**Supplied passage:**
________________________________________

Of course, the starting point for effective national climate change mitigation measures is not the same everywhere; in fact, it varies significantly. But we are reliant on everyone to do their part. That is, we need international solidarity – not only in the reduction of emissions through technology transfer, for example, but in particular when it comes to climate adaptation and resilience. With the global NDC partnership and with InsuResilience, the global partnership for insuring climate risks, Germany has helped launch important initiatives in this field.

Industrialised countries had previously pledged to mobilise an annual sum of 100 billion US dollars from public and private funds up until 2020 to finance climate action. And we had also agreed to extend this target until 2025. However, the latest OECD figures for 2018 show that we must do more if we are to keep our promise.

Germany has gone above and beyond its own promise to double its public funding to four billion euro by 2020; this sum reached over 4.3 billion euro the previous year. We also provide significant funding via development and promotional loans. The total German contribution from all sources – public and private – was almost 7.6 billion euro in 2019, and on a similar level in 2020. I believe this is a fair contribution on the part of Germany.

But we must now also look to the future, because we must continue our international efforts. The need for financing in developing countries in particular is enormous. I thus second what Boris Johnson has just said. At the next COP in Glasgow, we must discuss a new financing target for the period from 2025. The new target should also send out a clear message. Instead of new fossil fuel power plants, renewable energies should be funded – around the world. Germany is prepared to make a fair contribution to a new financing target for the years after 2025, too.

________________________________________

**The data:**
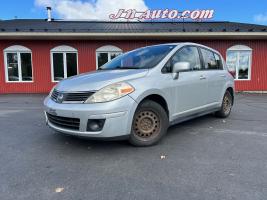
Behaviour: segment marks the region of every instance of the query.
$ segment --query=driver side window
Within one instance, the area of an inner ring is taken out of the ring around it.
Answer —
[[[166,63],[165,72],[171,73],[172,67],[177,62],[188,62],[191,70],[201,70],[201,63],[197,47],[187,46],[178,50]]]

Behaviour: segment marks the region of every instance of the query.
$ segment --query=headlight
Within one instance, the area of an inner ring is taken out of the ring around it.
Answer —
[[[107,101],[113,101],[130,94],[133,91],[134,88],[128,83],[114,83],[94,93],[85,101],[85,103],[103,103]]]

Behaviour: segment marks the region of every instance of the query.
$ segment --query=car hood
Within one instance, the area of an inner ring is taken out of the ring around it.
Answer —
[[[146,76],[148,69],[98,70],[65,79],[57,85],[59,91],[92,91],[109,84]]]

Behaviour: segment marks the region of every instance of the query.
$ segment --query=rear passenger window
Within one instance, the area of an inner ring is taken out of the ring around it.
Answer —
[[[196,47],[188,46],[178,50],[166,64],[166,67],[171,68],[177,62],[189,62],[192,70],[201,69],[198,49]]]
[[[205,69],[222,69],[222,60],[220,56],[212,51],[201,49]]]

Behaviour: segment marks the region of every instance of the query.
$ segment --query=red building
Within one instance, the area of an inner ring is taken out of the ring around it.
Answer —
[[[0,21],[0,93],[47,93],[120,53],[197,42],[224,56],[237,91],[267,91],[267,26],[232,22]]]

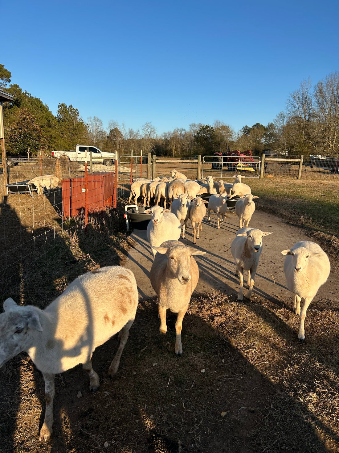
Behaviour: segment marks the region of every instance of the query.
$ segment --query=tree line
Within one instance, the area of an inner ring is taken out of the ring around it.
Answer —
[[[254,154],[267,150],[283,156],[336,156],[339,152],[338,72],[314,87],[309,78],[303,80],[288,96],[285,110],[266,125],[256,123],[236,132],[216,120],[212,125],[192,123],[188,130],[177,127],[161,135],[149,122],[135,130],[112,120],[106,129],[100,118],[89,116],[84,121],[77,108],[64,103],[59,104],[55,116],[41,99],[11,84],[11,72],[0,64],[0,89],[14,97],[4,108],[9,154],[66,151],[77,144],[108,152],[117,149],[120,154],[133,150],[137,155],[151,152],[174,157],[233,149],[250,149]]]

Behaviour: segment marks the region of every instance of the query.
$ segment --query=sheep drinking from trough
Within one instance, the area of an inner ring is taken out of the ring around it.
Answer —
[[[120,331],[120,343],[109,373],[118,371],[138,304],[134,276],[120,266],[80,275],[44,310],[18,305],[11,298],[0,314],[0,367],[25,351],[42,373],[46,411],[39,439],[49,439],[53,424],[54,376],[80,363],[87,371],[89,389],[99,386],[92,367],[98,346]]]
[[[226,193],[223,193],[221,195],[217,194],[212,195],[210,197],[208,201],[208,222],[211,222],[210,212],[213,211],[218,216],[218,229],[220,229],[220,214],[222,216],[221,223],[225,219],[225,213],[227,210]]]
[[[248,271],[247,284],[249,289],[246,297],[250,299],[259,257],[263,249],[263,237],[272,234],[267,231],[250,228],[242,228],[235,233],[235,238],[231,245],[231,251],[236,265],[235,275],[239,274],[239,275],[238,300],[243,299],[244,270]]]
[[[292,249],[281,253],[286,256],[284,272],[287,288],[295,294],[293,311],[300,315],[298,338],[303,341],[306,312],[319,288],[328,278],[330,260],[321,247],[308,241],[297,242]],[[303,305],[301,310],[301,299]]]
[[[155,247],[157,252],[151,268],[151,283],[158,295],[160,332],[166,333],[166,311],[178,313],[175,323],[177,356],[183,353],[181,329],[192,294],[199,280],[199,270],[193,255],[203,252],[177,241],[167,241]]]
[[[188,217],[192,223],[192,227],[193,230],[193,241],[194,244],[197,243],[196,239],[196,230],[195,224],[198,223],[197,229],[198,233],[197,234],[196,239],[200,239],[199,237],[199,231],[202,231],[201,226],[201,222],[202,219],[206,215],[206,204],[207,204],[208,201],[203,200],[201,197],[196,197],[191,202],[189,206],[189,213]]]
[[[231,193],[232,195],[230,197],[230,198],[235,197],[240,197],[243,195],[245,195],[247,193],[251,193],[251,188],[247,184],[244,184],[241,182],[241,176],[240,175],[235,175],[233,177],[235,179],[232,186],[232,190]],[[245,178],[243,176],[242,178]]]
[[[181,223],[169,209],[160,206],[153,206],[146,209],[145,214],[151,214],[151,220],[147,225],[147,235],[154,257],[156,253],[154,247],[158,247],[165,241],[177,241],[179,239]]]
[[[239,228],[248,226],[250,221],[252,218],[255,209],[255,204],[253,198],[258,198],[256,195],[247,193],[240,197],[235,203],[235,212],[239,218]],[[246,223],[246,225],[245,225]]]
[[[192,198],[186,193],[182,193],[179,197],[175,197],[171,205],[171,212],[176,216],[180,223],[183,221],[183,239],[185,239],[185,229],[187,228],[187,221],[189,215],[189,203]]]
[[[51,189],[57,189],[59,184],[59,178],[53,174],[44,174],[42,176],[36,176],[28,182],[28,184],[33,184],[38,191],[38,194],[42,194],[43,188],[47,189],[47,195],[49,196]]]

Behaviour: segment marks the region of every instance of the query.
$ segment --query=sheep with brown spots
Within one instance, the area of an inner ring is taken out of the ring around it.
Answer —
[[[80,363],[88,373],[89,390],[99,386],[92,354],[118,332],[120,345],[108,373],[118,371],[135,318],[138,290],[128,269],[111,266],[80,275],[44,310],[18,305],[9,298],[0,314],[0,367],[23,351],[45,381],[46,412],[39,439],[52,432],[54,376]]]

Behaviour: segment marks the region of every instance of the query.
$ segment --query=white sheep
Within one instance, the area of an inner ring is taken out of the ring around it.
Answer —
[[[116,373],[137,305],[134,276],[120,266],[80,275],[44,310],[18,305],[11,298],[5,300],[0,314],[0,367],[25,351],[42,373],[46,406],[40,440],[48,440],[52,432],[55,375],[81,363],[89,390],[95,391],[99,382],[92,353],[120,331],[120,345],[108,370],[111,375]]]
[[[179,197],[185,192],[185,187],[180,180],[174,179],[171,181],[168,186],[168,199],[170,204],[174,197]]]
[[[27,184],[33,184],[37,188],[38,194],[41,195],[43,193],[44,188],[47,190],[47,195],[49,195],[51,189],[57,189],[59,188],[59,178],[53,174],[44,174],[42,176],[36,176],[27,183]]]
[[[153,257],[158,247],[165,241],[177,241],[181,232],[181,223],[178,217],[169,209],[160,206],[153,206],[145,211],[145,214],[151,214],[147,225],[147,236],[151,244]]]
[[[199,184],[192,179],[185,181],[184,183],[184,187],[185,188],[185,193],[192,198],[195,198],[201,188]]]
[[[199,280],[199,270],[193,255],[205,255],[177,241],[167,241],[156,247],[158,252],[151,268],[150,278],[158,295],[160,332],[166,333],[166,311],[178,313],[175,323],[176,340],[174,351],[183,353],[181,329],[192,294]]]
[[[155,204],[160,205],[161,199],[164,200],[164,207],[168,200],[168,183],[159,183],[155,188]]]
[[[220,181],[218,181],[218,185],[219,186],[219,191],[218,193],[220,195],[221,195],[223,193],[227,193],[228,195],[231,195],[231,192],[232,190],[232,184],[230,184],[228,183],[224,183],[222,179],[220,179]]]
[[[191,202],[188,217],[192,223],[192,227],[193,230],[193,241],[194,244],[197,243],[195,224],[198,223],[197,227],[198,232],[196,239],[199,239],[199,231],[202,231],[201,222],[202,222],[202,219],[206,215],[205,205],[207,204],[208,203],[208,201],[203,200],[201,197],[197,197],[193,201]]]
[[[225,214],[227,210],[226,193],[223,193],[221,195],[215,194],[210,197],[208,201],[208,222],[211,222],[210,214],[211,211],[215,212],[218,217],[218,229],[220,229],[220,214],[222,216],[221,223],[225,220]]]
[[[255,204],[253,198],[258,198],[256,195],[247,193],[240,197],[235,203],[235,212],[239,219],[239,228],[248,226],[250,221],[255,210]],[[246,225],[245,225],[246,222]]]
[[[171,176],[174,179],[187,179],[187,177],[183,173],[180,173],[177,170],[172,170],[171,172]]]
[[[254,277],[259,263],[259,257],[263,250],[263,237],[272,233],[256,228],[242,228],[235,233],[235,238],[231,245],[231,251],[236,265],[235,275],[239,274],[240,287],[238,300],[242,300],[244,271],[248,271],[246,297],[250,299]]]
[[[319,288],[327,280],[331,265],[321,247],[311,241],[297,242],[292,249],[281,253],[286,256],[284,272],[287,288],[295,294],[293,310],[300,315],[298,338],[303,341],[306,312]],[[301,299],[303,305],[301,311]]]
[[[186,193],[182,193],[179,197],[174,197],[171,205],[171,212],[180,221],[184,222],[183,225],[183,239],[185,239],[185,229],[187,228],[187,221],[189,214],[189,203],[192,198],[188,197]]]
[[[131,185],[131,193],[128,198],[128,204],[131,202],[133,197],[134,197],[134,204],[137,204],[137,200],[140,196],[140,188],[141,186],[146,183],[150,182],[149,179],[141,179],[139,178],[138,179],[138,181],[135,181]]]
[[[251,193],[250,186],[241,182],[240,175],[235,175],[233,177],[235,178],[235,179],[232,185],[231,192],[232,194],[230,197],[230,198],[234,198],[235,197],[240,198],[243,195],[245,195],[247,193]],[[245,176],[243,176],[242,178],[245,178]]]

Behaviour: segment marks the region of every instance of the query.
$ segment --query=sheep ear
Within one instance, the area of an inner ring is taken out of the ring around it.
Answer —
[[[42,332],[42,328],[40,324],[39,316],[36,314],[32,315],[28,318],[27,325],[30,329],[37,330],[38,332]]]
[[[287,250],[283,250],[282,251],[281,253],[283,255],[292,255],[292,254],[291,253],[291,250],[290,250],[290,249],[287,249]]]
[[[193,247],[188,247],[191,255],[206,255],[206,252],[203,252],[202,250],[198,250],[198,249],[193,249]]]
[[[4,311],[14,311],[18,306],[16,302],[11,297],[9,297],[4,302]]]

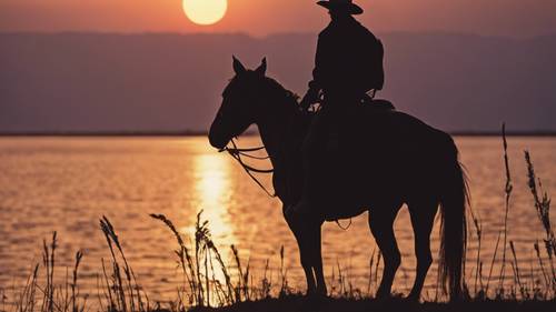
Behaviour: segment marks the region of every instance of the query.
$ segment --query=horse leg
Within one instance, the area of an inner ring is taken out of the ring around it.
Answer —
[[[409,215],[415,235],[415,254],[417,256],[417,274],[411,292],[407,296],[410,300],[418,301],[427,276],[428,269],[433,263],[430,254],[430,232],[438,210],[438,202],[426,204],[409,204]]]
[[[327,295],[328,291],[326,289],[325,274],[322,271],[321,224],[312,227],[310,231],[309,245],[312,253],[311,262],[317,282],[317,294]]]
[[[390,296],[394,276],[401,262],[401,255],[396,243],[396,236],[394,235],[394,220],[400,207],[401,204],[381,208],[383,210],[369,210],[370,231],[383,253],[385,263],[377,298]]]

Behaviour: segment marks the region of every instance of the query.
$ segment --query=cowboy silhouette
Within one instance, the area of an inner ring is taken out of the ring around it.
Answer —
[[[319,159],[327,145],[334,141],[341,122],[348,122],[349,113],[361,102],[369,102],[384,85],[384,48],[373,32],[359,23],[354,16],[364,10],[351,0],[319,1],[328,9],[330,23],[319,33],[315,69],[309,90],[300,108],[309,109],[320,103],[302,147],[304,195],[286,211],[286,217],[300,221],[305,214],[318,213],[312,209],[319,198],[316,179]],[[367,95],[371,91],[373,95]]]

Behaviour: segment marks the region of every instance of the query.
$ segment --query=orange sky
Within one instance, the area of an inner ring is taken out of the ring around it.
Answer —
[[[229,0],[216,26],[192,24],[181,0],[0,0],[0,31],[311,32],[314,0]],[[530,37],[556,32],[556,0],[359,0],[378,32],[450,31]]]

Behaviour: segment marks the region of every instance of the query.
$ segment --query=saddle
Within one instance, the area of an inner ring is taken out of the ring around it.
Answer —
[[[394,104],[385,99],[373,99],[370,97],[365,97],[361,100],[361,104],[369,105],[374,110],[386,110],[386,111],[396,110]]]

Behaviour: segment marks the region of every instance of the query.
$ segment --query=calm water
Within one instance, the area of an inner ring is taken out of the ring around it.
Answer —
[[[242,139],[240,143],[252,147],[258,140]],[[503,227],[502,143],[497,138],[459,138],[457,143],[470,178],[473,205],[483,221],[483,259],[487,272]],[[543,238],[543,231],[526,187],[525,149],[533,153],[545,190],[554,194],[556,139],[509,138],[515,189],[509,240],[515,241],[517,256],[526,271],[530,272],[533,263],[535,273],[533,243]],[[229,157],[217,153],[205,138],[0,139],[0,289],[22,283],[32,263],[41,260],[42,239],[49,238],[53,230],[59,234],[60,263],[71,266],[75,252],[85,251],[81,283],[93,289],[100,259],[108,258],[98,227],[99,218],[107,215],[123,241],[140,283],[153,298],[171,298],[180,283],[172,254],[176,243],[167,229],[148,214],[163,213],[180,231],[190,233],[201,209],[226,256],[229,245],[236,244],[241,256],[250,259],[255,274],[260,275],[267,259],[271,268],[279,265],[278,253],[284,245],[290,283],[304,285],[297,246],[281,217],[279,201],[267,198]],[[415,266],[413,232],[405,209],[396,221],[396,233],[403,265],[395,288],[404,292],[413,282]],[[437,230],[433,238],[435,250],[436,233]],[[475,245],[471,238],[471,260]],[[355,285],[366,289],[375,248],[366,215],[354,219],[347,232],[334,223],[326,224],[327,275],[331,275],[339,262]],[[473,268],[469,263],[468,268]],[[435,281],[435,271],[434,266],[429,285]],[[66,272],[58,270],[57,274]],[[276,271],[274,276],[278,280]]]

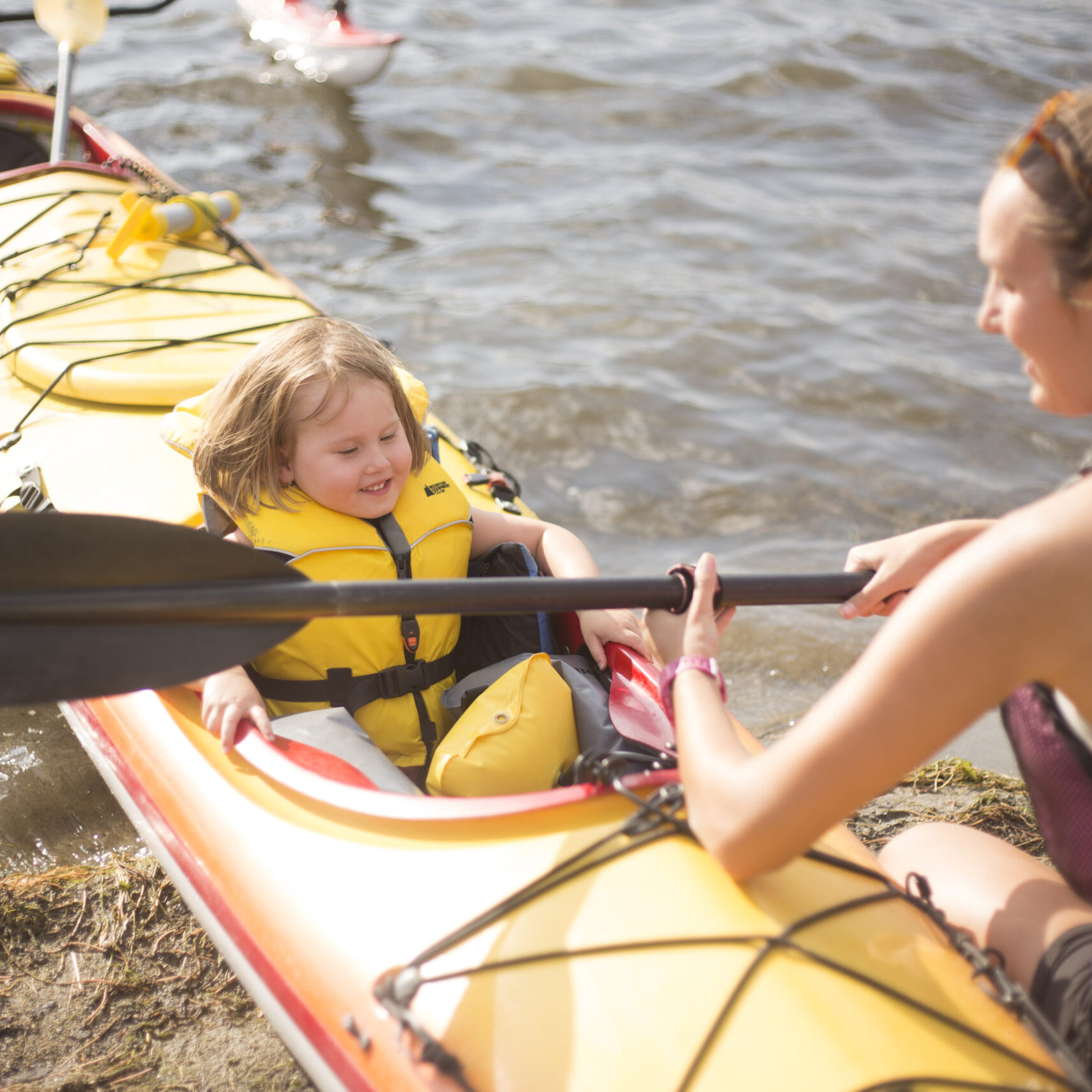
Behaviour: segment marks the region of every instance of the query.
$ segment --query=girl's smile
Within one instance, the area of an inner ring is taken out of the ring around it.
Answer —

________________________________________

**Questions:**
**1.** Answer from the climate finance passage:
(a) What annual sum had industrialized countries pledged to mobilize up until 2020?
(b) What did Germany's public funding reach the previous year?
(c) Where is a new financing target for the period from 2025 to be discussed?
**2.** List every sum of money given in the climate finance passage.
The material has no connection to the climate finance passage.

**Results for each task:**
**1.**
(a) 100 billion US dollars from public and private funds
(b) Over 4.3 billion euro
(c) At the next COP in Glasgow

**2.**
- 100 billion US dollars
- four billion euro
- over 4.3 billion euro
- almost 7.6 billion euro